Copy the lines below exactly. Start at the first and finish with the line containing "shade in the photo above.".

--- Supplied data Enclosed Below ---

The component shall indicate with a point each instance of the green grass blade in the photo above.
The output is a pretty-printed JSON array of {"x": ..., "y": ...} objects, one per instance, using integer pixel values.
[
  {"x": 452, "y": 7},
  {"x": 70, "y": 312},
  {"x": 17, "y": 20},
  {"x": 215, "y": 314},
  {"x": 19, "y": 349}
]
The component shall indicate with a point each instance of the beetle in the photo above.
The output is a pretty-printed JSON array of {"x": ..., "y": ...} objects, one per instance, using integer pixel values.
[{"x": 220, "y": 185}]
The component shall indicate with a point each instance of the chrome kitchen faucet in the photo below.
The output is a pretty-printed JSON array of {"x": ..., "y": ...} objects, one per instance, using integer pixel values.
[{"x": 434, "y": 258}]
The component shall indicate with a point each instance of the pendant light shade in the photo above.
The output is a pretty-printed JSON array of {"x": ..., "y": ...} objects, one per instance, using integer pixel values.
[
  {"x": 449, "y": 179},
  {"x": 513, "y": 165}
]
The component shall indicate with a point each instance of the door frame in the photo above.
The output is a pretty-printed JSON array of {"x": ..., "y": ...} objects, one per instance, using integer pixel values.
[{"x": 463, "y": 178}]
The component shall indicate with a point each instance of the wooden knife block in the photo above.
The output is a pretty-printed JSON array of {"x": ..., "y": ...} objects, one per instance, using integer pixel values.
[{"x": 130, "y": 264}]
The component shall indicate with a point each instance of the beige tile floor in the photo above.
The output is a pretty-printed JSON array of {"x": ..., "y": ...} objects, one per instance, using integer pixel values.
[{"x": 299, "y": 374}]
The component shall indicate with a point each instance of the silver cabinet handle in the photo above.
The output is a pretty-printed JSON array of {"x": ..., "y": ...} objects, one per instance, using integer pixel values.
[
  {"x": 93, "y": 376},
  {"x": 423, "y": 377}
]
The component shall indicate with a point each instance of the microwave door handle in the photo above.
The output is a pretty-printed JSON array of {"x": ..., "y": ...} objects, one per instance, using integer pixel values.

--- End of Enclosed Supplied data ---

- _Response box_
The component shall indicate with a point each instance of the green grass blade in the photo above.
The output is a pretty-printed JSON array of {"x": ..., "y": ...} objects, one per instance, using integer pixel values.
[
  {"x": 452, "y": 7},
  {"x": 70, "y": 312},
  {"x": 17, "y": 20},
  {"x": 215, "y": 314},
  {"x": 19, "y": 349}
]
The component shall indicate with a point each instance of the beetle in the photo above.
The output is a pretty-printed JSON array of {"x": ..., "y": ...} objects, one per instance, using integer pixel values.
[{"x": 220, "y": 185}]
The component shall indicate with a point each instance of the chrome kitchen faucet in the photo below.
The output is a pretty-printed JSON array of {"x": ..., "y": ...} objects, one per instance, using integer pixel values.
[{"x": 434, "y": 258}]
The component shall indicate with a point each instance of the pendant light shade in the photo above.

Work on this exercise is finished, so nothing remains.